-- Данные для задания --
==================================================
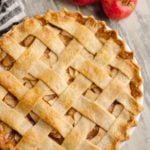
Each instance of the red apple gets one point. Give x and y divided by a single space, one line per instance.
83 2
118 9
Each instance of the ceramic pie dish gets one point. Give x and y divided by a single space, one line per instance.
66 83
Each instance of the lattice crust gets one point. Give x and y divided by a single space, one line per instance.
67 82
==================================================
-- Условие задания --
Представьте приведённые выше данные в виде нумерованного списка, опустив пустые строки. Изображения в ответ не включайте.

-- Выполненное задание --
1. Each instance of the red apple gets one point. Give x and y divided by a single space, one line per instance.
2. 83 2
3. 118 9
4. Each instance of the ceramic pie dish gets one point. Give x and y divided by a single space, one line per instance.
5. 66 83
6. Each instance of the lattice crust gets one point. Give x and y divided by a single space, one line per instance.
7. 67 82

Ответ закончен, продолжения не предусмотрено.